● Provided information:
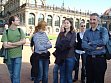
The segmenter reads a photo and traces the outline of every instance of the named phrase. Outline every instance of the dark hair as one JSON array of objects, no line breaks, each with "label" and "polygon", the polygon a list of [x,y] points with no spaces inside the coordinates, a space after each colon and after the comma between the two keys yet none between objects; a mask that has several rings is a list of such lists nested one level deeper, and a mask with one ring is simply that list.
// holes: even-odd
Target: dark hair
[{"label": "dark hair", "polygon": [[[73,26],[73,19],[72,19],[72,18],[65,18],[65,20],[68,20],[68,21],[70,22],[70,24],[71,24],[71,26],[70,26],[70,32],[75,31],[75,30],[74,30],[74,26]],[[65,20],[64,20],[64,21],[65,21]],[[60,38],[64,36],[64,33],[65,33],[65,32],[66,32],[66,29],[64,28],[64,32],[63,32],[63,33],[60,33]]]},{"label": "dark hair", "polygon": [[12,21],[15,21],[15,17],[17,17],[16,15],[15,16],[11,16],[10,18],[9,18],[9,26],[12,24]]}]

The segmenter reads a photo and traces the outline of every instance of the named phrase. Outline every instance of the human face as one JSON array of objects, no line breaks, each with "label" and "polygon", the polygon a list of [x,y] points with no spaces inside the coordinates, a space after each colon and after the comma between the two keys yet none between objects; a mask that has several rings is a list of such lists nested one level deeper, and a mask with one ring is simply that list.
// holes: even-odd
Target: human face
[{"label": "human face", "polygon": [[85,23],[81,23],[81,25],[80,25],[80,31],[81,32],[85,32],[85,30],[86,30]]},{"label": "human face", "polygon": [[13,22],[13,24],[14,24],[15,26],[19,26],[20,20],[19,20],[18,17],[15,17],[15,21]]},{"label": "human face", "polygon": [[90,16],[90,25],[91,28],[95,28],[98,25],[98,17],[97,16]]},{"label": "human face", "polygon": [[70,28],[70,26],[71,26],[71,23],[68,20],[65,20],[64,21],[64,28],[68,29],[68,28]]}]

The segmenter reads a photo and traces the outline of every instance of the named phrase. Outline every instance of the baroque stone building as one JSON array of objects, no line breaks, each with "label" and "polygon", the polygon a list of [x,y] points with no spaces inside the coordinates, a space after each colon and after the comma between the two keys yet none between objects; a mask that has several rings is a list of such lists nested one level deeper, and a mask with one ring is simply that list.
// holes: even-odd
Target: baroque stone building
[{"label": "baroque stone building", "polygon": [[[40,4],[41,3],[41,4]],[[64,7],[51,7],[46,5],[46,0],[8,0],[4,5],[4,19],[7,21],[11,15],[20,17],[21,28],[30,33],[39,21],[47,22],[47,32],[56,34],[65,18],[71,18],[75,29],[84,21],[89,26],[89,12],[81,12]]]}]

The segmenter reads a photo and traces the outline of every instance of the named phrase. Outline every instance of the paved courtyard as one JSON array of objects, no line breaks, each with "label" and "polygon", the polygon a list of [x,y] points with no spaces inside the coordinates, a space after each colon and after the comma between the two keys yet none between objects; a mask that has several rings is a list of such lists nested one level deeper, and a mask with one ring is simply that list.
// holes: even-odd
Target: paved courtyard
[{"label": "paved courtyard", "polygon": [[[55,42],[52,41],[52,43],[54,45]],[[52,53],[54,51],[54,48],[51,48],[49,51]],[[30,68],[31,68],[30,55],[31,55],[31,49],[28,45],[25,45],[23,49],[21,83],[33,83],[33,81],[30,80]],[[51,64],[49,68],[49,83],[53,83],[52,82],[53,81],[52,70],[53,70],[53,65],[54,65],[53,55],[51,55],[50,60],[51,60]],[[7,68],[5,64],[3,64],[2,62],[3,62],[3,59],[0,58],[0,83],[11,83],[9,80]],[[79,81],[76,83],[80,83],[80,75],[79,75]],[[108,61],[108,68],[105,75],[105,83],[111,83],[111,61]]]}]

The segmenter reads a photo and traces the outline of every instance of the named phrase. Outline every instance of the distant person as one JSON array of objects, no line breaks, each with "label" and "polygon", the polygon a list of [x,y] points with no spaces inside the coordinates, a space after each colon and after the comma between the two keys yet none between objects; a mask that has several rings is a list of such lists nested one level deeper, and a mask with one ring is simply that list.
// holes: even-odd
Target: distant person
[{"label": "distant person", "polygon": [[70,18],[64,20],[64,31],[60,32],[56,41],[56,64],[60,68],[60,83],[72,83],[72,72],[75,65],[74,45],[76,33]]},{"label": "distant person", "polygon": [[89,29],[84,33],[82,47],[86,57],[86,83],[104,83],[104,76],[107,69],[105,59],[105,45],[108,42],[108,31],[99,25],[100,18],[97,13],[90,15]]},{"label": "distant person", "polygon": [[22,45],[25,44],[25,34],[22,29],[18,30],[20,20],[17,16],[9,18],[8,31],[3,33],[1,41],[4,48],[8,49],[6,65],[10,73],[11,83],[20,83],[22,63]]},{"label": "distant person", "polygon": [[76,68],[75,68],[75,75],[73,82],[78,80],[78,73],[79,73],[79,60],[81,57],[82,60],[82,68],[81,68],[81,82],[85,83],[85,63],[86,63],[86,54],[84,49],[82,48],[82,39],[84,36],[84,32],[86,30],[85,23],[80,23],[80,32],[77,33],[77,43],[76,43],[76,50],[75,56],[77,59]]}]

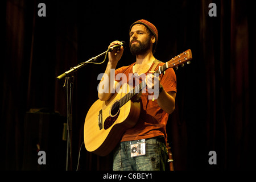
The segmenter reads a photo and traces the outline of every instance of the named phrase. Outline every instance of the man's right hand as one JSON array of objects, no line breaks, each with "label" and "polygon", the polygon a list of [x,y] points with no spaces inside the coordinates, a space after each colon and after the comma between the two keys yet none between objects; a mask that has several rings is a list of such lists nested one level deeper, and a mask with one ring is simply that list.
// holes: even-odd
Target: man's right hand
[{"label": "man's right hand", "polygon": [[[121,42],[120,41],[114,41],[110,43],[108,48],[120,44]],[[109,52],[109,63],[110,63],[113,66],[115,66],[117,64],[118,61],[121,59],[123,52],[123,47],[121,46],[120,49],[115,49],[112,52]]]}]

● Instructions for the task:
Reproduce as a numbered list the stretch from the start of the records above through the line containing "Target: dark hair", leaving out blank lines and the picture.

● Written response:
1. The segmenter reads a photo and traces the outline of every instance of the named phrase. Outline every instance of the dark hair as one JSON array of objects, no line breaks, each with "label" and "polygon", the polygon a list of [x,y] points with no spaces inside the coordinates, a space after each colon and after the comma between the two keys yet none between objects; a mask that has several rings is a list of such lists nested one level deeper, and a mask with one ring is simply that list.
2. // holes: even-odd
3. Target: dark hair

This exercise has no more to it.